**TASK STATEMENT:** In the records below, find the line with "Note: pick out the car hood" and the line with "Note: pick out the front grille". Print both exactly, along with every line between them, and no other line.

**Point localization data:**
┏━━
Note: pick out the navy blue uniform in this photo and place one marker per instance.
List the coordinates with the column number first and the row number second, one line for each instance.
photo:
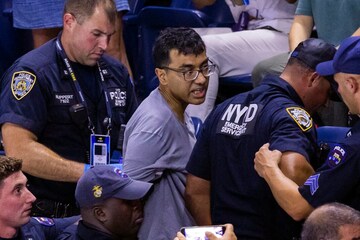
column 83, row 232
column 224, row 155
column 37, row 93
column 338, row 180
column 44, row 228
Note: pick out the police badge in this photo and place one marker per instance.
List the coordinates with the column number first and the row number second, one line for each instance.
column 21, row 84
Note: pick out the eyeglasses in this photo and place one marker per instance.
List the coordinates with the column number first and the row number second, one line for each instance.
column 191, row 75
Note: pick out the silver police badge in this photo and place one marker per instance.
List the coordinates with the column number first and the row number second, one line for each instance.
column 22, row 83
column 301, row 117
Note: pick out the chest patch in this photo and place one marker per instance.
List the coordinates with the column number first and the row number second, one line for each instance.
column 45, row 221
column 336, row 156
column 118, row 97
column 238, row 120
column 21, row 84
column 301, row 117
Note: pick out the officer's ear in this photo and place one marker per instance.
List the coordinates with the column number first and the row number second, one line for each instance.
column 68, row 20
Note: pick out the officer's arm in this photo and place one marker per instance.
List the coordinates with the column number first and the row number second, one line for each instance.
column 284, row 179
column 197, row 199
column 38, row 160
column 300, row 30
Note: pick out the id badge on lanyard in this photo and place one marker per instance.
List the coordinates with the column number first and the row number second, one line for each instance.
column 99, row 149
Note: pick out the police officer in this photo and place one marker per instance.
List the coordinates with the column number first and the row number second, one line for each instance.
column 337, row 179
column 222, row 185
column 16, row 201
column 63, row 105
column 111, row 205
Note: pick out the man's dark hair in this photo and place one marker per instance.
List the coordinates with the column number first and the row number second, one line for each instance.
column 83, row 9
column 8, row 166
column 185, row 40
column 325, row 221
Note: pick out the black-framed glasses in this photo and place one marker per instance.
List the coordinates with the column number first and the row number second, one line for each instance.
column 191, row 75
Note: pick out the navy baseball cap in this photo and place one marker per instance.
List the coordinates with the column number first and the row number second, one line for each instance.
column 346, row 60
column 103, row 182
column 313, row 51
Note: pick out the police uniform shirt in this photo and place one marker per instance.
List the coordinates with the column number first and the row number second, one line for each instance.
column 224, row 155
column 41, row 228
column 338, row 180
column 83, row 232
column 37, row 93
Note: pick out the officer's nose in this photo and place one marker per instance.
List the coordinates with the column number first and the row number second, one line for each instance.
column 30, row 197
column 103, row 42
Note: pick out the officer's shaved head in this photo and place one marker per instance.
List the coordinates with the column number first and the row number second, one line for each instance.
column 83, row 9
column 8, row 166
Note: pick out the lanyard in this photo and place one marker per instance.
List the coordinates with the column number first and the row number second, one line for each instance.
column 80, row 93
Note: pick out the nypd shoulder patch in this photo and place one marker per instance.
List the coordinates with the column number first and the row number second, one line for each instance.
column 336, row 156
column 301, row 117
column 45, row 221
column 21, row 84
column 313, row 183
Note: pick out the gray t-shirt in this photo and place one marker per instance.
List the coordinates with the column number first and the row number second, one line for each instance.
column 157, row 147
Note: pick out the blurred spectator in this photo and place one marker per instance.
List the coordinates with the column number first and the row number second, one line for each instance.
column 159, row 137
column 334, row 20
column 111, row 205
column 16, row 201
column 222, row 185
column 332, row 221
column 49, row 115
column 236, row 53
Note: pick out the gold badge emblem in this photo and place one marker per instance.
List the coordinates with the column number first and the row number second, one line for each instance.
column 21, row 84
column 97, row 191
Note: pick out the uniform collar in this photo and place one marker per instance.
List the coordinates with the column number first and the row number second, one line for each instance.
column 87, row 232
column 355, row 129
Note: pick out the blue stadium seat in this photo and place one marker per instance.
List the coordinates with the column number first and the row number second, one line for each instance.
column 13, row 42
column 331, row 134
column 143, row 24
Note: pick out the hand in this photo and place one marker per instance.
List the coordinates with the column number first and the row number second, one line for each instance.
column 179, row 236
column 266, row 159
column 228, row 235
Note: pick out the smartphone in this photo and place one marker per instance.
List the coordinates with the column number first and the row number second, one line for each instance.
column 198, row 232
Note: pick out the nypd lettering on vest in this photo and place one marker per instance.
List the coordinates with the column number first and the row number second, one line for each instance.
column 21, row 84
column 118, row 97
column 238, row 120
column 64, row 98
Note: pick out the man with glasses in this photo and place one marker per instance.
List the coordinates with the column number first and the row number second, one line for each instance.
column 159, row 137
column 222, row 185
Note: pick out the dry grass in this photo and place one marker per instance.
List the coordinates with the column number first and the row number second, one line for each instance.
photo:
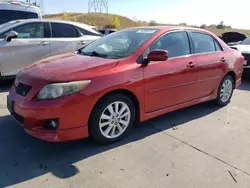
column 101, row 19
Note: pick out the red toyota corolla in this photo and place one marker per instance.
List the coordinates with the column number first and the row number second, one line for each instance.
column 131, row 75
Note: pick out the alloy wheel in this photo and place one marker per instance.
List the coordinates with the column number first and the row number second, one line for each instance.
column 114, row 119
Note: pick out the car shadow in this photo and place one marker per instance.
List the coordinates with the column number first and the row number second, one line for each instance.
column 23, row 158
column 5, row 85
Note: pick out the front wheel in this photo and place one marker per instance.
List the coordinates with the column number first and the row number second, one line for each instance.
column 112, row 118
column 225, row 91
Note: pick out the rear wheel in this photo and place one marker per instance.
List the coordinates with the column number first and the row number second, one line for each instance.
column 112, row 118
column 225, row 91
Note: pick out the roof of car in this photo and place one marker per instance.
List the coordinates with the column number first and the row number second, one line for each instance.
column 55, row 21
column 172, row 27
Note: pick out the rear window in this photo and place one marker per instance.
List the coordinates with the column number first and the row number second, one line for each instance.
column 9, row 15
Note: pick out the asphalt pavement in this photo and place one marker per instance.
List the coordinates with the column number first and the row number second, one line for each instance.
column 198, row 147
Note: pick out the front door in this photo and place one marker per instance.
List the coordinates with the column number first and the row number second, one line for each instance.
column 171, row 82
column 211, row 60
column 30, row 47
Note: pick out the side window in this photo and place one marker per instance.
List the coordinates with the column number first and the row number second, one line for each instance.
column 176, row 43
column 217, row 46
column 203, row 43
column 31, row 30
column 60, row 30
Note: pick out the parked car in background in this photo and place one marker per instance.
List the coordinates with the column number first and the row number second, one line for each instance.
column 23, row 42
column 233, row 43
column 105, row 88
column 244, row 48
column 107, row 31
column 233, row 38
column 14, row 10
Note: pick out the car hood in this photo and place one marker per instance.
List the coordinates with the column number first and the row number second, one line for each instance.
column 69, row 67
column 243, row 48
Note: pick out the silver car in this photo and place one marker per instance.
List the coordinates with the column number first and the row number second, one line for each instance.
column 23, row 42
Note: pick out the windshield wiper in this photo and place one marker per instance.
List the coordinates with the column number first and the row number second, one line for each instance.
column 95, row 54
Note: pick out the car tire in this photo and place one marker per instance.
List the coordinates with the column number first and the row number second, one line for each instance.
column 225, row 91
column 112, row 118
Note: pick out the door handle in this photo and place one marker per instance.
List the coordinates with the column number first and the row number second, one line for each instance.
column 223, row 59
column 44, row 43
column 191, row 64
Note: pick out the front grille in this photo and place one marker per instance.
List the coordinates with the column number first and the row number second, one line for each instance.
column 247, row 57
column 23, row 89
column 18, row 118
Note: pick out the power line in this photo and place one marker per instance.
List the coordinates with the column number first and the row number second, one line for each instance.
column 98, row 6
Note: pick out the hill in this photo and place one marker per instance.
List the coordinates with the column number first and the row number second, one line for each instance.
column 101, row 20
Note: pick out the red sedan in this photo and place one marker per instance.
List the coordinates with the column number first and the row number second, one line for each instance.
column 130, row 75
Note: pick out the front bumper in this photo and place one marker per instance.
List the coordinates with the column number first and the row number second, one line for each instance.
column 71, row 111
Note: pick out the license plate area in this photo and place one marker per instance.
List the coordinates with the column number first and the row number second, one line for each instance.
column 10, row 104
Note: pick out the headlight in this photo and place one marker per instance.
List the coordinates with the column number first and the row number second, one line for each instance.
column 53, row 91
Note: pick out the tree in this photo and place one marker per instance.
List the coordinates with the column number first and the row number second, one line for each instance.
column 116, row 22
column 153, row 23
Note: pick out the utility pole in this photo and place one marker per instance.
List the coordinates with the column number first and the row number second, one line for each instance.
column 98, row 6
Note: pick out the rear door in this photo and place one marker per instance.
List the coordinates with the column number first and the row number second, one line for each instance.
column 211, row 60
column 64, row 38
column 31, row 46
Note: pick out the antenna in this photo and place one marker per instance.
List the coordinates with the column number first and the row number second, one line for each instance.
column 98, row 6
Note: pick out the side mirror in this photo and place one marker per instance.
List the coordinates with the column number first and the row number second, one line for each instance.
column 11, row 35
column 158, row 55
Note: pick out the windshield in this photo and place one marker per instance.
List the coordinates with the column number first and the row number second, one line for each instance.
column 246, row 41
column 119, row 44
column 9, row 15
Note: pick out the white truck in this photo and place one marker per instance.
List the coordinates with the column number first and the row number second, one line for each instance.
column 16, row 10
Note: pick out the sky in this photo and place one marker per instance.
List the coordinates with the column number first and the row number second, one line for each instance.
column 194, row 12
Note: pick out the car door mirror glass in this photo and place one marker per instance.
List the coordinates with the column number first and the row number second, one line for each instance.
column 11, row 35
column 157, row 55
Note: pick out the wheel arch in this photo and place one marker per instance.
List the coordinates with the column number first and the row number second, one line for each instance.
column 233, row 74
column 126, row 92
┗━━
**EXERCISE OUTPUT:**
Note: pick out the car hood in this photo and place one marker per instance.
List the coordinates with the column number first and the row number second, one line for each instance.
column 69, row 67
column 243, row 48
Note: pick out the silver car in this photo and place one marker per instance.
List the coordinates with the column number first and the row number second, one line for each instance.
column 23, row 42
Note: pick out the windshield wiper in this photo and place one marker per instance.
List the coordinates with the column number first and the row number second, one line for each instance.
column 95, row 54
Note: pick out the car tire in this photo and place one marker per instance.
List the coordinates with the column number first and the row number second, one line for each instance.
column 225, row 91
column 112, row 118
Note: pick out the door handle in this photo and place one marker per instance.
List the coordinates with the column number first and the row number second, one line for each instance.
column 223, row 59
column 44, row 43
column 191, row 64
Note: pick out the front grille in this photo and place one marker per instance.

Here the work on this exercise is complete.